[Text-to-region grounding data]
►

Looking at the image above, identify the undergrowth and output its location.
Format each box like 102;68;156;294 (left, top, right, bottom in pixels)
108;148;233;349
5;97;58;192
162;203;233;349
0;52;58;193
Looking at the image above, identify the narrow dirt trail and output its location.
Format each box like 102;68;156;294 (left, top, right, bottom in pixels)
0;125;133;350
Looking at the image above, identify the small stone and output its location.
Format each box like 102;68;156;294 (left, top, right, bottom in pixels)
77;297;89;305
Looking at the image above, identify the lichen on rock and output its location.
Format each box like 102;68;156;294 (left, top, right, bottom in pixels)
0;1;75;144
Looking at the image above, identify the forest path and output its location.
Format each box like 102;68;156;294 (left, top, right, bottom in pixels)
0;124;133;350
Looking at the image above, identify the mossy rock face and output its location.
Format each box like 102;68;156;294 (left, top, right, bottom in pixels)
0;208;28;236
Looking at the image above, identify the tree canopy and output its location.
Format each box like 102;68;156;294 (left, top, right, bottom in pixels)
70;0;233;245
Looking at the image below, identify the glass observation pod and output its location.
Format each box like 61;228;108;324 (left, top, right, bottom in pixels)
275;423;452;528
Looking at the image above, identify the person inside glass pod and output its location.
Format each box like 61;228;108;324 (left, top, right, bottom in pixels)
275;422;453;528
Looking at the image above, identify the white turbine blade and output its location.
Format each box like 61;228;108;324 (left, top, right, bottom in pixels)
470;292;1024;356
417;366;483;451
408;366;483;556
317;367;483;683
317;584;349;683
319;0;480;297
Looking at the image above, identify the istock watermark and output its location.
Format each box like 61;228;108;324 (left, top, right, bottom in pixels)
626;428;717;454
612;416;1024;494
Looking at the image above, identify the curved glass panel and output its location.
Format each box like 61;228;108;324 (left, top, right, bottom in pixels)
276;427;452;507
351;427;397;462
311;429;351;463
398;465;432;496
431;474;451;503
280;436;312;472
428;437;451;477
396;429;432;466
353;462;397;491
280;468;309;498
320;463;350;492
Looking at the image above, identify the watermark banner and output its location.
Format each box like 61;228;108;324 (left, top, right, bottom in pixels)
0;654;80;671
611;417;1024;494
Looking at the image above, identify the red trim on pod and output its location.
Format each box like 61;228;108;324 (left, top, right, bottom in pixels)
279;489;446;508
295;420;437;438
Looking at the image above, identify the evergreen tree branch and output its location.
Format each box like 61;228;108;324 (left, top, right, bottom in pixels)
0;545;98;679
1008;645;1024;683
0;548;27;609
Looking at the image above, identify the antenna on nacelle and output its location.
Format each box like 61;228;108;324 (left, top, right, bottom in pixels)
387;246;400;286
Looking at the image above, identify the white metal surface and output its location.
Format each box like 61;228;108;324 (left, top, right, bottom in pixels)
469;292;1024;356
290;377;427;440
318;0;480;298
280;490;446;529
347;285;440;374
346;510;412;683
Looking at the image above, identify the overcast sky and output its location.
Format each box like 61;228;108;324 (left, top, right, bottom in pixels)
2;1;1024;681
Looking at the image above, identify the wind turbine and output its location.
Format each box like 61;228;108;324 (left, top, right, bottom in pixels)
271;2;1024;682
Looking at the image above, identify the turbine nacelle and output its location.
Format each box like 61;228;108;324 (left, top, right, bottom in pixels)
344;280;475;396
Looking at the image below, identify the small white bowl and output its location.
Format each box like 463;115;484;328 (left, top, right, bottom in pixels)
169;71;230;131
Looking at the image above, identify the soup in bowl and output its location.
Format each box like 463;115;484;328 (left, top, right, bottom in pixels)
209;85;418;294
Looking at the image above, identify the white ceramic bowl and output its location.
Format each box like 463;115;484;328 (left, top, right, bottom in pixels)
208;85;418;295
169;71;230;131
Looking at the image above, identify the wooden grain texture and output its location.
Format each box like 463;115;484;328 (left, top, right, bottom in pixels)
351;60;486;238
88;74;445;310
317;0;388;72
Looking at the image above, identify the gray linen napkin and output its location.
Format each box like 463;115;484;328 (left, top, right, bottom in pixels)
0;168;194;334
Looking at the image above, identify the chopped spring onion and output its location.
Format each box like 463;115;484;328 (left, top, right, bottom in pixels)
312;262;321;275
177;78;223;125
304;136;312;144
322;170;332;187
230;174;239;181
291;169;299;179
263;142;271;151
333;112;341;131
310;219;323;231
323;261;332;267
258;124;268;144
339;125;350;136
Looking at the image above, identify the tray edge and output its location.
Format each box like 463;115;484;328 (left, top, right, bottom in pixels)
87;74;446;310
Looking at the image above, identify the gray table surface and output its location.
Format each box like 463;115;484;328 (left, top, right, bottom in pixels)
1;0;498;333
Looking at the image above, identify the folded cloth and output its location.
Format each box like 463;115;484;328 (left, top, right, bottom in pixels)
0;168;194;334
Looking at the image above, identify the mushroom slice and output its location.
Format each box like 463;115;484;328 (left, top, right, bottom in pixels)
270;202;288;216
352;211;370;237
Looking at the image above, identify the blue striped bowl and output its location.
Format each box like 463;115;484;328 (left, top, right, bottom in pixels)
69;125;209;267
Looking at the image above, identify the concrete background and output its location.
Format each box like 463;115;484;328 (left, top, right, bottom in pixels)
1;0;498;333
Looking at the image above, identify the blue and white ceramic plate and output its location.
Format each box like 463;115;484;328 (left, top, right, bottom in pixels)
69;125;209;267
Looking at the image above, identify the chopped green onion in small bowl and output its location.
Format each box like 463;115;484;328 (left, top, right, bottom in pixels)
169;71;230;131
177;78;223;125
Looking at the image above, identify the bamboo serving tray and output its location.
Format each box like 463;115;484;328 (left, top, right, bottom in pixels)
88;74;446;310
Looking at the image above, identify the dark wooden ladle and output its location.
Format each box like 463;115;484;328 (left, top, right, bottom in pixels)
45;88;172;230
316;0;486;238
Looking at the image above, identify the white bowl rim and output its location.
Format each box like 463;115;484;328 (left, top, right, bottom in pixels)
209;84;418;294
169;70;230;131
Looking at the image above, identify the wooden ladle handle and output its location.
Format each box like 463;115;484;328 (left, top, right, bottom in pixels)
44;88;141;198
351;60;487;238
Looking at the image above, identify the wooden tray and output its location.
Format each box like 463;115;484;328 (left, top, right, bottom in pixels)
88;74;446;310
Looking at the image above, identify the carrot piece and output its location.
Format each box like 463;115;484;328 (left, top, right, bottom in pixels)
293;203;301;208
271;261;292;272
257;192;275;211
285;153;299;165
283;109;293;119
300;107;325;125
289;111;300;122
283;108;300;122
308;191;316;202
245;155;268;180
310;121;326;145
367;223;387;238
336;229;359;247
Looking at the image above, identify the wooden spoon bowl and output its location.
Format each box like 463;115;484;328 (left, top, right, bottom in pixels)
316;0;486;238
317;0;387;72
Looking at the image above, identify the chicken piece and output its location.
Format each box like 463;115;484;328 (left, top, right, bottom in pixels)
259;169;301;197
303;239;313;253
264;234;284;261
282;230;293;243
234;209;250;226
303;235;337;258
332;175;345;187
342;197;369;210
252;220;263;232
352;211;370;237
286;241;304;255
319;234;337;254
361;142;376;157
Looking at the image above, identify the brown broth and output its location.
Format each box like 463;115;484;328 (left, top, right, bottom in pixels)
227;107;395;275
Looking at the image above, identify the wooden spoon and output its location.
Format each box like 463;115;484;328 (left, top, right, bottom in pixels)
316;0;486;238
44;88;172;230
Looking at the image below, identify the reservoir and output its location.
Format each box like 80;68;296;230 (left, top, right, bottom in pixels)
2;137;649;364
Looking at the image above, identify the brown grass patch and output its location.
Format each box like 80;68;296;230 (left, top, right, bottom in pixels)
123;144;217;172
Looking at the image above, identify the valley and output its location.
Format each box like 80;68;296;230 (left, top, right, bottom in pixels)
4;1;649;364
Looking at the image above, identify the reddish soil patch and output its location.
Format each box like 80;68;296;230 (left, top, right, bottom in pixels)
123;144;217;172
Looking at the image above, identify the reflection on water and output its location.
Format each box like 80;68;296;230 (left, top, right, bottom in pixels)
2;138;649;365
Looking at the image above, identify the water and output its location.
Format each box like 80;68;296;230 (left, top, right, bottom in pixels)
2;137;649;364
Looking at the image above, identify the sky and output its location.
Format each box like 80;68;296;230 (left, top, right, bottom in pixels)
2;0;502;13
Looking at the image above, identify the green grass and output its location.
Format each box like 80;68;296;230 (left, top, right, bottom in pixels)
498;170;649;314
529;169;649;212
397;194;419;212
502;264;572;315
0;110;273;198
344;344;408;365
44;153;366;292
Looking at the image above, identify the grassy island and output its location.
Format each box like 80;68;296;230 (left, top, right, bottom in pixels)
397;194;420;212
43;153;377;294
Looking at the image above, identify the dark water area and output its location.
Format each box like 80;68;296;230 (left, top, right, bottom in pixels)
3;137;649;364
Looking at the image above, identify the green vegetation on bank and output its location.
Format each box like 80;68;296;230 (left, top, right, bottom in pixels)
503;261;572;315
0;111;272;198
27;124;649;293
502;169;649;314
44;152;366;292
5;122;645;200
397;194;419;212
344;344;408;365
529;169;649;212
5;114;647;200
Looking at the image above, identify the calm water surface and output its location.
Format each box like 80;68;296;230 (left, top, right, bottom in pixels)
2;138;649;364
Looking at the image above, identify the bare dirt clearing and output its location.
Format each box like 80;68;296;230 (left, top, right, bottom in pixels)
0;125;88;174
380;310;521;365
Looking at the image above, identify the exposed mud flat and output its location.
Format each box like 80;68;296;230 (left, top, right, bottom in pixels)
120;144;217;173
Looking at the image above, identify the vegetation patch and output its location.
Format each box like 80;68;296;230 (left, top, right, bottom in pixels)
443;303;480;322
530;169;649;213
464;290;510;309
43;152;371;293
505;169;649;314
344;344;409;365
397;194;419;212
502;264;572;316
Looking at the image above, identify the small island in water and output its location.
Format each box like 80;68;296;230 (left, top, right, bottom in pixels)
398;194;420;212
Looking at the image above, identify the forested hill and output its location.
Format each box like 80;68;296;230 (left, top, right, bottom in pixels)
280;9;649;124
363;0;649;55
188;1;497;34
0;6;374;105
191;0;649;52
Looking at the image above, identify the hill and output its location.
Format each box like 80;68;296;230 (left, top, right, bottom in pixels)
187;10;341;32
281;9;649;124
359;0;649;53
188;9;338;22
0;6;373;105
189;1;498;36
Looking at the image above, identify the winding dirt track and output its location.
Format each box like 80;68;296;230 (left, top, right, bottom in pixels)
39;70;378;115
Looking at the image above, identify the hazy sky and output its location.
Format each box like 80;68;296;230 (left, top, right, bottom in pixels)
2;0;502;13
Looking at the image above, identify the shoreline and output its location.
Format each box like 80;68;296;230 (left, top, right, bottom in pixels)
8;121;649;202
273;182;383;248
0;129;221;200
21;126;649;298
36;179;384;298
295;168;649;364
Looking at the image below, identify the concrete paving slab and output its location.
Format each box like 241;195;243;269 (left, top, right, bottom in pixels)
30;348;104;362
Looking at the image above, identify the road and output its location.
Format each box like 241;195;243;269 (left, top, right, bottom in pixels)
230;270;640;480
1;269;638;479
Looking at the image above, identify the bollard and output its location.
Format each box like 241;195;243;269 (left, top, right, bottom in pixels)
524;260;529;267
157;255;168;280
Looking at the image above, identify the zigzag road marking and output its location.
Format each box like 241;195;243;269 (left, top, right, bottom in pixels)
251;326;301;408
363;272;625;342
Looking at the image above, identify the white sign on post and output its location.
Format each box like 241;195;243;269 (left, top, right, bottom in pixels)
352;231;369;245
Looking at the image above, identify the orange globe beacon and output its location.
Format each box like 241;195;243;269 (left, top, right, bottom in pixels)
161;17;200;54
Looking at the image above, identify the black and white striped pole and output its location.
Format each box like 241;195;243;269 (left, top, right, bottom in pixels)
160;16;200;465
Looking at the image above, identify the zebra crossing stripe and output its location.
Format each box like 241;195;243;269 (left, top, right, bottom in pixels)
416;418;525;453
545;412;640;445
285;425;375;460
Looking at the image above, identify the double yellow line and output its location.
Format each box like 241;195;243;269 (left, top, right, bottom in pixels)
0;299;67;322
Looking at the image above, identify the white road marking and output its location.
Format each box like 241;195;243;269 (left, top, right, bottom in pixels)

◄

[REQUIREMENT]:
What is needed is an exact repetition of the lines from the first line of the records through the line containing "Looking at the image above, identify the small stone", both ends included, and nothing more.

[EXPECTED ANSWER]:
Looking at the image above, identify the undergrowth and output its location.
Format each box like 102;68;156;294 (left, top, right, bottom in pixels)
108;148;233;349
5;97;58;192
162;203;233;349
0;52;58;193
Looking at the image above, identify the narrow dirt trail and output its location.
Format each box like 102;68;156;294 (left, top, right, bottom in pixels)
0;125;133;350
Looking at the image above, identify the small stone and output its location.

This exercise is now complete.